## PAGE EXCERPT
((

Skip to content

Microplate: Introduce Coordinates-aware WellMap to eliminate string key overhead #71

@simbig

Description

@simbig

Problem

The Microplate module stores wells in Collection<string, TWell|null> where keys are coordinate strings like "A1", "H12". This means every consumer that needs actual Coordinates objects must reconstruct them via Coordinates::fromString($key, $coordinateSystem).

This creates several categories of friction that grow with adoption.

Pain Point 1: Constant fromString() reconstruction

Every filledWells() consumer immediately parses string keys back into objects:

foreach ($microplate->filledWells() as $coordinateFromKey => $well) {
    $coordinates = Coordinates::fromString($coordinateFromKey, $microplate->coordinateSystem);
    $well->coordinates = $coordinates;
    $well->save();
}

In projects consuming this library, this pattern repeats in many places — run builders, sample sheets, worklist generators, scanner parsers, etc.

Pain Point 2: Lost CoordinateSystem — silent type erasure

String keys carry no coordinate system information. Consumers must thread the CoordinateSystem separately, and when the microplate reference isn't available, they hardcode it:

Coordinates::fromString($coordinatesString, new CoordinateSystem12x8());

If the coordinate system doesn't match the actual plate, this fails silently or produces wrong results.

Pain Point 3: Internal regex overhead on every sort/filter/check

Methods inside AbstractMicroplate itself parse strings back to objects:

  • sortedWells(COLUMN): calls fromString() on every well just to rearrange row/column for sort key
  • matchRow() / matchColumn(): calls fromString() on every tested well in the filter callback
  • isConsecutive(): calls fromString() on every filled well to get positions

Each fromString() runs a regex match with validation — non-trivial work for data that was already a valid Coordinates object moments before.

Pain Point 4: Round-trip waste

Some downstream code serializes then immediately deserializes (or vice versa):

// string → object → string, just for validation/normalization
Coordinates::fromString($coordinatesString, new CoordinateSystem12x8())->toString();

// position → object → string
Coordinates::fromPosition($position, FlowDirection::COLUMN(), new CoordinateSystem12x8())->toString();

Pain Point 5: Natural sort doesn't work on coordinate strings

Coordinate strings don't sort correctly ("A10" < "A2" lexicographically). In projects, this forces workarounds like SQL FIELD() clauses that manually supply the correct order:

$list = $microplate->freeWells()->keys()->join("','");
$query->orderByRaw("FIELD(coordinates_column, '{$list}')");

Pain Point 6: toWellWithCoordinatesMapper() exists as a band-aid

The existence of this helper method documents the problem — it reconstructs Coordinates from string keys to pair them back with well contents. In practice it sees little adoption, suggesting the ergonomics aren't compelling enough.

))

## DATA EXCERPTS
((

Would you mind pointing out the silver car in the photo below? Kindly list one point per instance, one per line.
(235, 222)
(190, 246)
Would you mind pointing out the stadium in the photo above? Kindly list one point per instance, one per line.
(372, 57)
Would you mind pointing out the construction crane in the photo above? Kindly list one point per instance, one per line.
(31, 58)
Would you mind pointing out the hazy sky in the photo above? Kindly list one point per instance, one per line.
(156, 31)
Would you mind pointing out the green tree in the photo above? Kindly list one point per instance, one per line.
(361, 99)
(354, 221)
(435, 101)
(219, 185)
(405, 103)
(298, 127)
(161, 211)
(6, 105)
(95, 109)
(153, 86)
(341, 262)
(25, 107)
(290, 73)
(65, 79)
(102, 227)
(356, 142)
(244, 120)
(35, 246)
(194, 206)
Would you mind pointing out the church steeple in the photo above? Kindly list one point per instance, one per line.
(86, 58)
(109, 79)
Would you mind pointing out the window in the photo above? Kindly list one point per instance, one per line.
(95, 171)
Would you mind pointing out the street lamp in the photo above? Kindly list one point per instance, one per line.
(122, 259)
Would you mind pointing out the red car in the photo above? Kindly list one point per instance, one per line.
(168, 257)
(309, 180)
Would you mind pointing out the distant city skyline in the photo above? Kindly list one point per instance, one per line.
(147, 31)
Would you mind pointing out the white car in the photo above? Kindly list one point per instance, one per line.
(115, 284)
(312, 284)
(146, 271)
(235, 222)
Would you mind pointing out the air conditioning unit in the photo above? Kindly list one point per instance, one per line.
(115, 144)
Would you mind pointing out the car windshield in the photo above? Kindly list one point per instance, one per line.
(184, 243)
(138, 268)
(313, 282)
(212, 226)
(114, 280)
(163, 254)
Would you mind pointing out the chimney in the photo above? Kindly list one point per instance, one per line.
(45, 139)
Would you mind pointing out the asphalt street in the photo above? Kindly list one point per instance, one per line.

))

In the Microplate issue text, what does each fromString() call run?

## TASK ANSWER
A regex match with validation.